--- SOURCE TEXT ---

Many types of
cancers have a well-established dependence on
glutamine metabolism to support survival and growth, a process linked to
glutaminase 1 (GLS)
isoforms. Conversely, GLS2 variants often have
tumor-suppressing activity. Triple-negative (TN)
breast cancer (testing negative for
estrogen,
progesterone, and Her2 receptors) has elevated GLS
protein levels and reportedly depends on exogenous
glutamine and GLS activity for survival. Despite having high GLS levels, we verified that several
breast cancer cells (including TN cells) express endogenous GLS2, defying its role as a bona fide
tumor suppressor. Moreover, ectopic GLS2 expression rescued cell proliferation, TCA anaplerosis, redox balance, and mitochondrial function after GLS inhibition by the small molecule currently in clinical trials
CB-839 or GLS knockdown of GLS-dependent cell lines. In several cell lines, GLS2 knockdown decreased cell proliferation and
glutamine-linked metabolic phenotypes. Strikingly, long-term treatment of TN cells with another GLS-exclusive inhibitor bis-2'-(5-phenylacetamide-1,3,4-thiadiazol-2-yl)ethyl
sulfide (BPTES) selected for a drug-resistant population with increased endogenous GLS2 and restored proliferative capacity. GLS2 was linked to enhanced in vitro cell migration and invasion, mesenchymal markers (through the ERK-ZEB1-
vimentin axis under certain conditions) and in vivo lung
metastasis. Of concern, GLS2 amplification or overexpression is linked to an overall, disease-free and distant
metastasis-free worse survival prognosis in
breast cancer. Altogether, these data establish an unforeseen role of GLS2 in sustaining
tumor proliferation and underlying
metastasis in
breast cancer and provide an initial framework for exploring GLS2 as a novel therapeutic target.

--- DATA EXTRACT ---

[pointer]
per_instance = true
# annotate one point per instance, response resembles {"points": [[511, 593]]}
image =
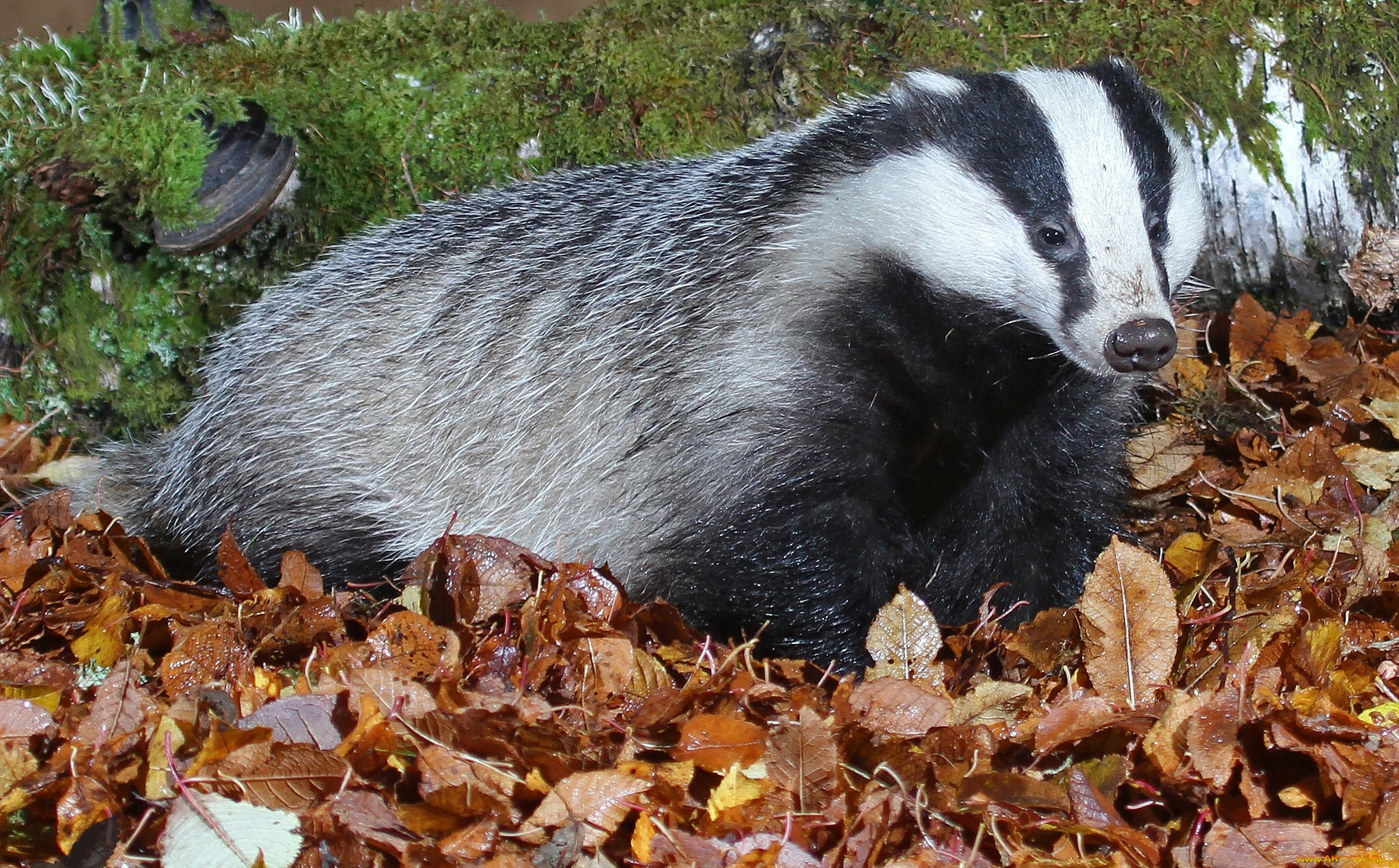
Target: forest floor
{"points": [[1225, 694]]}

---
--- DATA EXTRACT ---

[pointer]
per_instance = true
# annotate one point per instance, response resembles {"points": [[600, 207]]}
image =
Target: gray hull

---
--- DATA EXTRACT ---

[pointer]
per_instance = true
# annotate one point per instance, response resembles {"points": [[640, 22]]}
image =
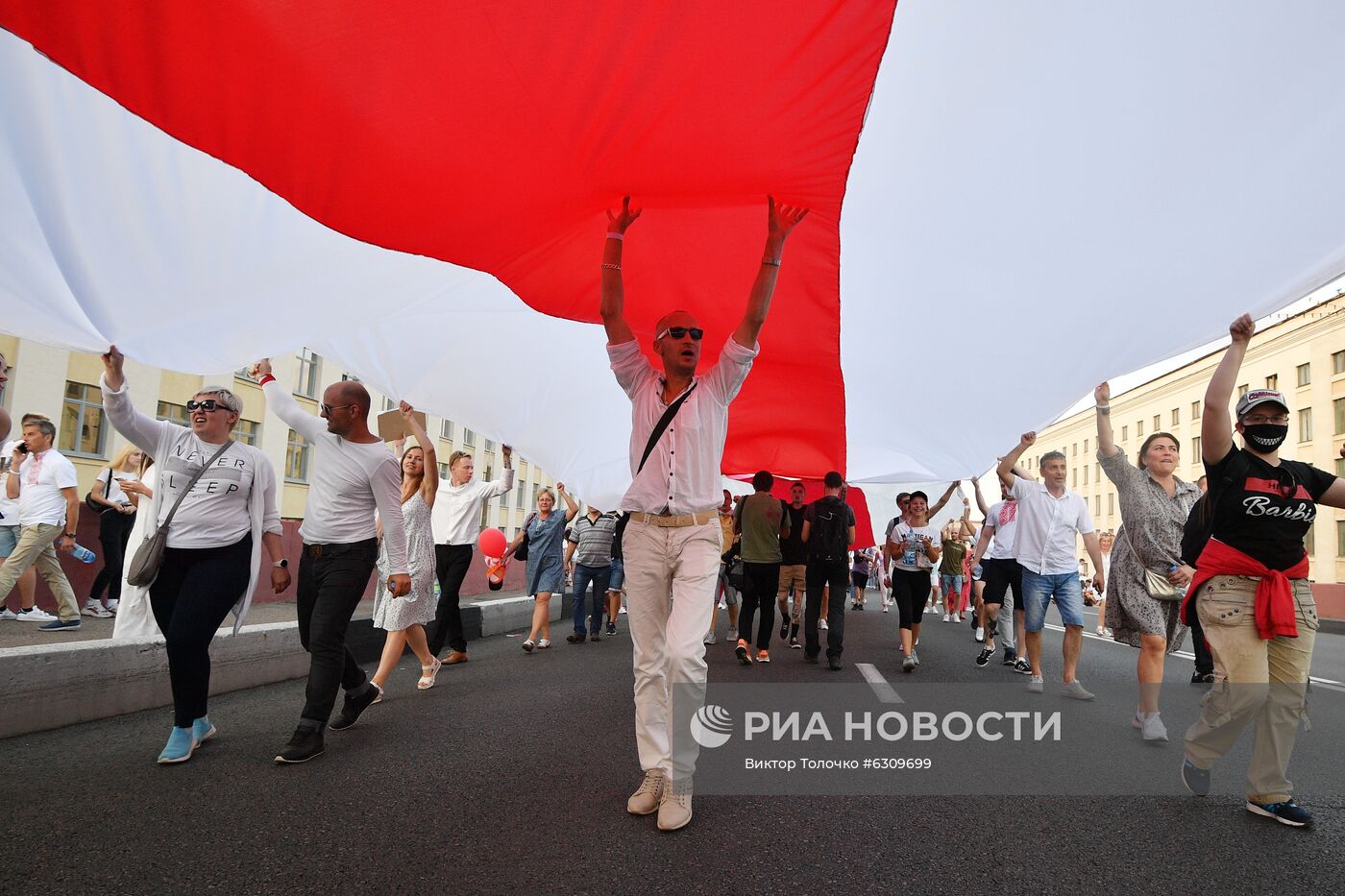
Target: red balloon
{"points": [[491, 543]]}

---

* _WHAT TO PRODUCE_:
From the passage on glutaminase in breast cancer, copy out verbatim the section that opens with the words containing "Many types of" and closes with "activity. Triple-negative (TN)".

* _FINISHED EXERCISE_:
Many types of
cancers have a well-established dependence on
glutamine metabolism to support survival and growth, a process linked to
glutaminase 1 (GLS)
isoforms. Conversely, GLS2 variants often have
tumor-suppressing activity. Triple-negative (TN)